WHAT YOU WILL DO | Without including any images, please transcribe all the lines below exactly.

GIVEN DATA |
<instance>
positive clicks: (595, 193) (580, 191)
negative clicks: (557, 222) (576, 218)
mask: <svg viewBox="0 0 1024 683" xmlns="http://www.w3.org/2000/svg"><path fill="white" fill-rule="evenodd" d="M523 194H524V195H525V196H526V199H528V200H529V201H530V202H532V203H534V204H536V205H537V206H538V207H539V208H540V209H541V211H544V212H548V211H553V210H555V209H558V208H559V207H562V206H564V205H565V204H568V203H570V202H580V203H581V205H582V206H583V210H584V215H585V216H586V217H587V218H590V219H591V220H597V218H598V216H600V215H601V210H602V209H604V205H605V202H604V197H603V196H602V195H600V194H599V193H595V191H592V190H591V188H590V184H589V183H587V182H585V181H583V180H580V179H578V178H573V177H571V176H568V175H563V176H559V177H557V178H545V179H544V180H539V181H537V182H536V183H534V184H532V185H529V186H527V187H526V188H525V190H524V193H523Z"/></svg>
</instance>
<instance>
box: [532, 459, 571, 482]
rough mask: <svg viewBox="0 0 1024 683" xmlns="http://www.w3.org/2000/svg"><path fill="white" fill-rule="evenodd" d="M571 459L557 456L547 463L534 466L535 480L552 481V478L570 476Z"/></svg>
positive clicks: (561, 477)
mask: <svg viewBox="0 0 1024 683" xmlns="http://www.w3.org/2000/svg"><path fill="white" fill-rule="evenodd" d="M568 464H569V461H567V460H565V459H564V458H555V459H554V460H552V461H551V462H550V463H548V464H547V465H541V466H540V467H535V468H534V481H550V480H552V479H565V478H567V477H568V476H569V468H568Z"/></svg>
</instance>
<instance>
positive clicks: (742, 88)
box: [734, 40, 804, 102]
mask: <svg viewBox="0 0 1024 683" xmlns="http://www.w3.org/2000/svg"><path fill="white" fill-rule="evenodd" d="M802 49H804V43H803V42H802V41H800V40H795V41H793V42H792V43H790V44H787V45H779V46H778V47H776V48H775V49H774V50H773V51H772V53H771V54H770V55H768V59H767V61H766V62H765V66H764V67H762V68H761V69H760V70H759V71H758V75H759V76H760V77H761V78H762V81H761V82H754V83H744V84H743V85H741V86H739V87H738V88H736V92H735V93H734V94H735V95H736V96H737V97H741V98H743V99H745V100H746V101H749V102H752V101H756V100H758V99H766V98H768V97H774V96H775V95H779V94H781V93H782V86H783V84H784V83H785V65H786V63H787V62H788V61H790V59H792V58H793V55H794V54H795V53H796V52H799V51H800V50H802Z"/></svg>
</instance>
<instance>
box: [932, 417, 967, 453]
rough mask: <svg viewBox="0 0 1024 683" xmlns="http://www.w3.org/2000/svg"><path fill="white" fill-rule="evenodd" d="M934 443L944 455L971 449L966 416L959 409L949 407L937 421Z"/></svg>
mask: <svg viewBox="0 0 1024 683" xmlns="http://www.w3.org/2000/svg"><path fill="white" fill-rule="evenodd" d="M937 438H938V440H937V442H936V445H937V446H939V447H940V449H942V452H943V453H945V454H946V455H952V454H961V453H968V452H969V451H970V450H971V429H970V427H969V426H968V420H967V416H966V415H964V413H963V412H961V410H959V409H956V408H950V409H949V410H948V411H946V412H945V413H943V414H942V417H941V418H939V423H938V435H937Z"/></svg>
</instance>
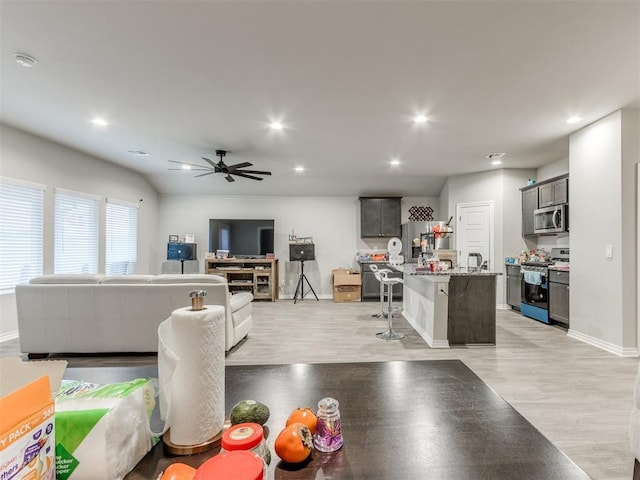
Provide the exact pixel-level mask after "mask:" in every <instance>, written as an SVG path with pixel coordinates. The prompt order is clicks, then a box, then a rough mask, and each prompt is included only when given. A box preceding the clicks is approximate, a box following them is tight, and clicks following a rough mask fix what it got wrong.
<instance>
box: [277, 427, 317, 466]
mask: <svg viewBox="0 0 640 480" xmlns="http://www.w3.org/2000/svg"><path fill="white" fill-rule="evenodd" d="M274 448H275V451H276V454H277V455H278V456H279V457H280V458H281V459H282V460H283V461H285V462H287V463H300V462H303V461H305V460H306V459H307V457H308V456H309V455H310V454H311V449H312V448H313V435H311V431H310V430H309V427H307V426H306V425H305V424H304V423H300V422H296V423H292V424H291V425H289V426H287V427H285V428H284V429H283V430H282V431H281V432H280V433H279V434H278V437H277V438H276V442H275V444H274Z"/></svg>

YOUR SOLUTION |
<instance>
positive clicks: (595, 193) (580, 191)
negative clicks: (557, 222) (576, 218)
mask: <svg viewBox="0 0 1024 683" xmlns="http://www.w3.org/2000/svg"><path fill="white" fill-rule="evenodd" d="M523 194H524V195H525V196H526V199H528V200H529V201H530V202H532V203H534V204H536V205H537V206H538V207H539V208H540V209H541V211H544V212H548V211H553V210H555V209H558V208H559V207H562V206H564V205H565V204H568V203H570V202H580V203H581V205H582V206H583V210H584V215H585V216H586V217H587V218H590V219H591V220H597V218H598V216H600V215H601V210H602V209H604V205H605V202H604V197H603V196H602V195H600V194H599V193H595V191H592V190H591V188H590V184H589V183H587V182H585V181H583V180H580V179H578V178H573V177H571V176H568V175H563V176H559V177H557V178H545V179H544V180H539V181H537V182H536V183H534V184H532V185H529V186H527V187H526V188H525V190H524V193H523Z"/></svg>
</instance>
<instance>
box: [532, 459, 571, 482]
rough mask: <svg viewBox="0 0 1024 683" xmlns="http://www.w3.org/2000/svg"><path fill="white" fill-rule="evenodd" d="M571 459L557 456L547 463L534 466L535 480L552 481V478L570 476Z"/></svg>
positive clicks: (561, 477)
mask: <svg viewBox="0 0 1024 683" xmlns="http://www.w3.org/2000/svg"><path fill="white" fill-rule="evenodd" d="M568 464H569V461H567V460H565V459H564V458H555V459H554V460H552V461H551V462H550V463H548V464H547V465H541V466H540V467H535V468H534V481H550V480H552V479H565V478H567V477H568V476H569V468H568Z"/></svg>
</instance>
<instance>
positive clicks: (742, 88)
box: [734, 40, 804, 102]
mask: <svg viewBox="0 0 1024 683" xmlns="http://www.w3.org/2000/svg"><path fill="white" fill-rule="evenodd" d="M802 49H804V43H803V42H802V41H800V40H795V41H793V42H792V43H790V44H787V45H779V46H778V47H776V48H775V49H774V50H773V51H772V53H771V54H770V55H768V59H767V61H766V62H765V66H764V67H762V68H761V69H760V70H759V71H758V75H759V76H760V77H761V78H762V81H761V82H754V83H744V84H743V85H741V86H739V87H738V88H736V92H735V93H734V94H735V95H736V96H737V97H741V98H743V99H745V100H746V101H749V102H752V101H756V100H758V99H766V98H768V97H774V96H775V95H779V94H781V93H782V86H783V84H784V83H785V65H786V63H787V62H788V61H790V59H792V58H793V55H794V54H795V53H796V52H799V51H800V50H802Z"/></svg>
</instance>
<instance>
box: [932, 417, 967, 453]
rough mask: <svg viewBox="0 0 1024 683" xmlns="http://www.w3.org/2000/svg"><path fill="white" fill-rule="evenodd" d="M934 443L944 455L971 449L966 416L959 409L949 407L937 421Z"/></svg>
mask: <svg viewBox="0 0 1024 683" xmlns="http://www.w3.org/2000/svg"><path fill="white" fill-rule="evenodd" d="M937 438H938V440H937V442H936V445H937V446H939V447H940V449H942V452H943V453H945V454H946V455H952V454H961V453H968V452H969V451H970V450H971V429H970V427H969V426H968V420H967V416H966V415H964V413H963V412H961V410H959V409H956V408H950V409H949V410H948V411H946V412H945V413H943V414H942V417H941V418H939V423H938V435H937Z"/></svg>
</instance>
Provide the exact pixel-level mask after "mask:" in every <instance>, written as an SVG path with pixel coordinates. The prompt order is clicks, then a box, then a rough mask, and each prompt is included only when given. A box preceding the clicks is approximate, a box following them is tight, and clicks following a rough mask fix what it got wrong.
<instance>
box: [277, 427, 317, 466]
mask: <svg viewBox="0 0 640 480" xmlns="http://www.w3.org/2000/svg"><path fill="white" fill-rule="evenodd" d="M274 448H275V451H276V454H277V455H278V456H279V457H280V458H281V459H282V460H283V461H285V462H287V463H300V462H303V461H305V460H306V459H307V457H308V456H309V455H310V454H311V449H312V448H313V435H311V431H310V430H309V427H307V426H306V425H305V424H304V423H300V422H296V423H292V424H291V425H289V426H287V427H285V428H284V429H283V430H282V431H281V432H280V433H279V434H278V437H277V438H276V442H275V444H274Z"/></svg>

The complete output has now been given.